• _Stated problem_
Find the line that contains "Could you please outline every instance of the silver". Output it and every line after it to the end of the records, exactly as they appear.

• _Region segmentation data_
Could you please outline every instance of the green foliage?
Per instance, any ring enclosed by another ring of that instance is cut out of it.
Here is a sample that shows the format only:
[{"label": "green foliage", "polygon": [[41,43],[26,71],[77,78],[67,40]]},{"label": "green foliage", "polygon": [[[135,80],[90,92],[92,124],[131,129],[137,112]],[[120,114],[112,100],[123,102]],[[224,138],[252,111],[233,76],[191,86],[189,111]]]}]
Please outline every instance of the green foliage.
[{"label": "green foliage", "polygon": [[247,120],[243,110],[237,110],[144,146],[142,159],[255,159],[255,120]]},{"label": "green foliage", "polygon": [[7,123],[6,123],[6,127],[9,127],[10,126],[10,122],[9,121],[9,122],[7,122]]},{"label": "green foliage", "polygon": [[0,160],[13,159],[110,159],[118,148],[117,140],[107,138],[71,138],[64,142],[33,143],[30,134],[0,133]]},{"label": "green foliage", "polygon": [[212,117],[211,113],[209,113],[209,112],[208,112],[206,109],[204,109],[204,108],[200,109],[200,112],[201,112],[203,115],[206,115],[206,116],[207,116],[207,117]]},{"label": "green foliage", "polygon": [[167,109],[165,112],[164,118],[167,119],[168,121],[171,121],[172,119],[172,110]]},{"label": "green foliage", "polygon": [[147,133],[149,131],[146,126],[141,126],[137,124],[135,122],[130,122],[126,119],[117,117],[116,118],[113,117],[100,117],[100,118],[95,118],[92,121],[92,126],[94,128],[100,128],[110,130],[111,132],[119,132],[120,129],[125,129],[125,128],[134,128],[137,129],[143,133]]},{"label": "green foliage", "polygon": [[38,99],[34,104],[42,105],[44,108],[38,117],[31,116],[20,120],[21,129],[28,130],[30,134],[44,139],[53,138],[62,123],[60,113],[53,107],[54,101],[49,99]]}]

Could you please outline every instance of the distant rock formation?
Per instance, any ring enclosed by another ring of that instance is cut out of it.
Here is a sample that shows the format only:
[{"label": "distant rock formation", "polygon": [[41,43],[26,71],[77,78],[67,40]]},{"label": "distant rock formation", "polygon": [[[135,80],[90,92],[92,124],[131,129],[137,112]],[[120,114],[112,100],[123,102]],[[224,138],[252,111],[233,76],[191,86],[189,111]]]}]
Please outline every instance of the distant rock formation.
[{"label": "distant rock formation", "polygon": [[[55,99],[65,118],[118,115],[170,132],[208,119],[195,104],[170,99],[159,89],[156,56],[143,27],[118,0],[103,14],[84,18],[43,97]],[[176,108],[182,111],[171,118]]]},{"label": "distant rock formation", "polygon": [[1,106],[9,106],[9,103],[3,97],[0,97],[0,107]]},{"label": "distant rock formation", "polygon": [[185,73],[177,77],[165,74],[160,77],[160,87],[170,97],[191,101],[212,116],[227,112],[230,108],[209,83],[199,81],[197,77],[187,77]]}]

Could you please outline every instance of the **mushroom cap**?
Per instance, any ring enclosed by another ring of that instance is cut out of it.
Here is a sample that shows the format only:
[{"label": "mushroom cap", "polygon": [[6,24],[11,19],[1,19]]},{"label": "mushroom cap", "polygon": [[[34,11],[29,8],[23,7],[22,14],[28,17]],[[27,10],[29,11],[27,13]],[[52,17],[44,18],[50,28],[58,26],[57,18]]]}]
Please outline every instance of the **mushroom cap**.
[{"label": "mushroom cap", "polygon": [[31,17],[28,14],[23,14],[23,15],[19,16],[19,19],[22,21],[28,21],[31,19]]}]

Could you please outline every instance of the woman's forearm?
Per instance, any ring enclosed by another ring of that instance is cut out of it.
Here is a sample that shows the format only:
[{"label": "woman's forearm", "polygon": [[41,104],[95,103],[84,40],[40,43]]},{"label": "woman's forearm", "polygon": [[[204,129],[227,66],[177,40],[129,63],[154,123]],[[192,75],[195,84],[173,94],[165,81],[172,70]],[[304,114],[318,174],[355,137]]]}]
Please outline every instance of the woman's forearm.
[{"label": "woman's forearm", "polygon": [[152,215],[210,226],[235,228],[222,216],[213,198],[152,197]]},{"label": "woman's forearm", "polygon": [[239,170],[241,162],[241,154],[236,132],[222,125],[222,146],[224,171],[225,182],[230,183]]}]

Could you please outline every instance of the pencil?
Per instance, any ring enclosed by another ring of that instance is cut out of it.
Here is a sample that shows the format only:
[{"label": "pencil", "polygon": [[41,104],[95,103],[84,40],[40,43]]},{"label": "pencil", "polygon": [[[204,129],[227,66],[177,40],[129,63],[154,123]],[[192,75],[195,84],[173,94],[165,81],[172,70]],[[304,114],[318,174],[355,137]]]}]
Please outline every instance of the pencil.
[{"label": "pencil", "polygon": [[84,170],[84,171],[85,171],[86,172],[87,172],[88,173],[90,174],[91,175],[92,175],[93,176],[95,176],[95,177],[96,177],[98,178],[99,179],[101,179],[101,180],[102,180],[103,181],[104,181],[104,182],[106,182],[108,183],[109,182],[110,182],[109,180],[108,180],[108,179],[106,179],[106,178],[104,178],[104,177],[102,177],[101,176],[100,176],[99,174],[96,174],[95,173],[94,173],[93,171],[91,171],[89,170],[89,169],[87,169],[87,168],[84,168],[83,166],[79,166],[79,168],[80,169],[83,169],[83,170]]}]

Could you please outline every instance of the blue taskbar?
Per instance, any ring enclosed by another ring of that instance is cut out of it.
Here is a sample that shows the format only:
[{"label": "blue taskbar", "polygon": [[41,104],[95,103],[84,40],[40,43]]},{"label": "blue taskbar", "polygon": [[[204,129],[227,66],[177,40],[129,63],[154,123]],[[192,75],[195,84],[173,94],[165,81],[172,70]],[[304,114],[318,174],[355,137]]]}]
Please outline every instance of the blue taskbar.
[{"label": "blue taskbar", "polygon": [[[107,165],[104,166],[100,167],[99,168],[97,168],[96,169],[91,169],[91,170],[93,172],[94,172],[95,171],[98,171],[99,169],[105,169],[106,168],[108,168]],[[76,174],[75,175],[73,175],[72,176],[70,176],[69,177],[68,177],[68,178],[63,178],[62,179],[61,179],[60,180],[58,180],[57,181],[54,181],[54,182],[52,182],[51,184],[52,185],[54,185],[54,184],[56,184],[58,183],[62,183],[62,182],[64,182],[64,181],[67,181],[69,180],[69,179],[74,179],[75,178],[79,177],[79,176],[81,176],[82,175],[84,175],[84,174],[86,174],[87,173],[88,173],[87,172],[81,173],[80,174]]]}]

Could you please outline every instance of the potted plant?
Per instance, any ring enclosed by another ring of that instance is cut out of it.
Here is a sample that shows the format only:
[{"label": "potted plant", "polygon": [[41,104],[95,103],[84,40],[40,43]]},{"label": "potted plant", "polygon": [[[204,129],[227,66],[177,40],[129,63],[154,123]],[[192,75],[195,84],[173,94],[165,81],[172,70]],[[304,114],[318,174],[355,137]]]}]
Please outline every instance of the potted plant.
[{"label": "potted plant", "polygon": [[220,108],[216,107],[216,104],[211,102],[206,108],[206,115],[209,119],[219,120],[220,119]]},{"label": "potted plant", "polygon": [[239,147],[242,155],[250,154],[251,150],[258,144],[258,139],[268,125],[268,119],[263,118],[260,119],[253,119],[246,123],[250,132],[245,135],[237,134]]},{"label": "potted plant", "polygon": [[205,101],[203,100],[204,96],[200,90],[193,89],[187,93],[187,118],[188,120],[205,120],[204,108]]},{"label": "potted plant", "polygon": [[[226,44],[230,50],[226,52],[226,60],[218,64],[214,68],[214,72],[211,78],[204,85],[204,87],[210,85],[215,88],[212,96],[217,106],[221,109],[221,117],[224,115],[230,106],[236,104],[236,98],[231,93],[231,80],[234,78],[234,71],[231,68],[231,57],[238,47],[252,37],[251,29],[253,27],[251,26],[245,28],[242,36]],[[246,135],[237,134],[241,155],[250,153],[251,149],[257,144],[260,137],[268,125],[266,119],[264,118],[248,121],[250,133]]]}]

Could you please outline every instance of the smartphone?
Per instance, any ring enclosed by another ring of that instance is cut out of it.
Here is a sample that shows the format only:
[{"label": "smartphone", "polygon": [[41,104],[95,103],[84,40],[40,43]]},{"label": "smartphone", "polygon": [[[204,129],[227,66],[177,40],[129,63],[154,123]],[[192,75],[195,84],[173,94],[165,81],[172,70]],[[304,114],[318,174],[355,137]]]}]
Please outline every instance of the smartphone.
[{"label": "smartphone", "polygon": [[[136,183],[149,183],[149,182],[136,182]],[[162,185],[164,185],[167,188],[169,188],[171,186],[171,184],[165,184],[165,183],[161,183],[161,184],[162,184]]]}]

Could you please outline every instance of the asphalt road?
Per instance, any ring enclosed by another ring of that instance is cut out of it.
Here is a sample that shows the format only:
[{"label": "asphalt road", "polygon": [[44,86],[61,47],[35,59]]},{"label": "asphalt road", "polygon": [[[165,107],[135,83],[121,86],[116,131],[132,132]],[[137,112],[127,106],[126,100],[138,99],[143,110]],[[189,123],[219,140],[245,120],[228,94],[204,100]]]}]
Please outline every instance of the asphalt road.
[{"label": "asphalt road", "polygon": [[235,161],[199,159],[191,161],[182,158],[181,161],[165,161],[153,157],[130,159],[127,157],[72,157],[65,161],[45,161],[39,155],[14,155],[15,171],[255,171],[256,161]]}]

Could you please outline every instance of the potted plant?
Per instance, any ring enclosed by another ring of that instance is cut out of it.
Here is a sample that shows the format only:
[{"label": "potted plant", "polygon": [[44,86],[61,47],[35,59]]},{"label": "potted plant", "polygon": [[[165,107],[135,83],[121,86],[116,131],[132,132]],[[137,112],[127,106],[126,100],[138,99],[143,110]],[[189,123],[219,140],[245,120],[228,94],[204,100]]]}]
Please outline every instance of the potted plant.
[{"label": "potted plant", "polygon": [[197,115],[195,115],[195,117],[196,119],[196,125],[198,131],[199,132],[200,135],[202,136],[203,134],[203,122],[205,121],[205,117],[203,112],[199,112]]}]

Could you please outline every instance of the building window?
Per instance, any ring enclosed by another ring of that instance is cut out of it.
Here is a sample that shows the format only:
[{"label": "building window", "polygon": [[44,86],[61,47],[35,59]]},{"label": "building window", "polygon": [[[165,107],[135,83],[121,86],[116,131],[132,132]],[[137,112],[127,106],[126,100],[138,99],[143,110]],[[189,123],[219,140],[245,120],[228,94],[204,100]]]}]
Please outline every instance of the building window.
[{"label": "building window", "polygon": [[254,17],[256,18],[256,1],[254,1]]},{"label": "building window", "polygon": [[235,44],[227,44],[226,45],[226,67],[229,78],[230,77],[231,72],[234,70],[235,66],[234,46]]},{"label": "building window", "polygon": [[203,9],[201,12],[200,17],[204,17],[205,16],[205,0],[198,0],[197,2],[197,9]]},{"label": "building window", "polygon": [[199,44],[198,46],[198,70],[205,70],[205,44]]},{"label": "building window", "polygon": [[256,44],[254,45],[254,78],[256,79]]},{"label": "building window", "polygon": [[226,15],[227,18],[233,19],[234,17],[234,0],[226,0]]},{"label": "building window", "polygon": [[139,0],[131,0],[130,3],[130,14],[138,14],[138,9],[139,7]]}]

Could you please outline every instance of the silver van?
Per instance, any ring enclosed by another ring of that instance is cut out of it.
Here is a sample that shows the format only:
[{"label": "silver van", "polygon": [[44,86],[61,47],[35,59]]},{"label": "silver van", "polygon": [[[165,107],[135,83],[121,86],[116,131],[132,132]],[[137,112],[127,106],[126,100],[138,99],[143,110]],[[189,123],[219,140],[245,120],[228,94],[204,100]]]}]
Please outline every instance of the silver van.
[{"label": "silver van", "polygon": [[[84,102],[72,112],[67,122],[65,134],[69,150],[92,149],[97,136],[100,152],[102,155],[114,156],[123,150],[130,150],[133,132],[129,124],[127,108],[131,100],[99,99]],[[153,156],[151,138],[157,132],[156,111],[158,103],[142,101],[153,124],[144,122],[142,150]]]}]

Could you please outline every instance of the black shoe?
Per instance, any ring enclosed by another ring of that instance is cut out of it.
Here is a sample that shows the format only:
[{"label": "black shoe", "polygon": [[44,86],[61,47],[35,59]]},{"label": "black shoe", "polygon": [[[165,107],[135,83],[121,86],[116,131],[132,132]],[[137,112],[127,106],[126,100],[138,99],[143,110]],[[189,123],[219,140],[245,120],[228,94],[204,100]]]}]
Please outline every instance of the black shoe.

• _Result for this exercise_
Could you please outline every instance of the silver van?
Per instance, any ring enclosed by another ring of that instance is cut out of it.
Here is a sample that shows the format only:
[{"label": "silver van", "polygon": [[44,86],[61,47],[35,59]]},{"label": "silver van", "polygon": [[[165,107],[135,83],[121,86],[116,131],[132,132]],[[137,112],[127,106],[126,100],[138,99],[143,110]],[[189,123],[219,140],[245,120],[228,94],[204,100]]]}]
Please outline every instance of the silver van.
[{"label": "silver van", "polygon": [[[84,102],[72,112],[67,122],[65,134],[69,150],[92,149],[97,136],[100,152],[102,155],[114,156],[123,150],[130,150],[133,132],[129,124],[127,108],[131,100],[99,99]],[[153,156],[151,138],[157,132],[156,111],[158,103],[142,101],[153,124],[144,122],[142,150]]]}]

Could you please outline every instance of the black shoe?
Per instance, any ring enclosed by another ring of that instance is cut out of it.
Here is a sample that shows the format only:
[{"label": "black shoe", "polygon": [[44,86],[61,47],[35,59]]},{"label": "black shoe", "polygon": [[[165,107],[135,83],[121,86],[116,131],[132,132]],[[137,112],[127,106],[126,100],[138,99],[143,110]],[[189,123],[219,140],[245,120],[228,94],[204,100]]]}]
Please outline every instance of the black shoe.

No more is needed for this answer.